[Goal] Each entry that follows is to be retyped exactly. Pictures do not belong in the copy.

[Excerpted records]
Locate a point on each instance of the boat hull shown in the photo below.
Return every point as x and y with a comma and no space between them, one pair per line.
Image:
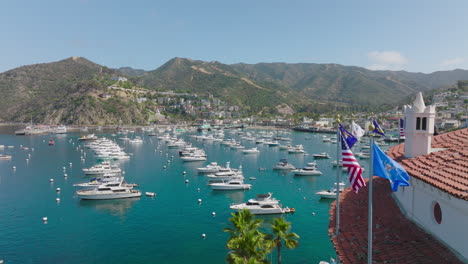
221,187
327,195
109,196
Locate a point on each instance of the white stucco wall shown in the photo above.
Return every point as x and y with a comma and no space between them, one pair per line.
417,203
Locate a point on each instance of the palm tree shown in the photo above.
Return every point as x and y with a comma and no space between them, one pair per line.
280,233
247,243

[Expected output]
Locate a point on each instance of the boat hull shown in the photo below.
Return every point as x and y with a comma and no space between them, one pair per line.
Image:
221,187
327,195
109,196
Locate a point on each instance of the white stucco wall shown in the photo above.
Return every point as x and y with a comma and no space between them, one pair per line.
417,203
Locate a point on each instance of the palm tree shown in the photo above.
Return every point as x and y with a comma and no space between them, one pair per line.
280,233
247,243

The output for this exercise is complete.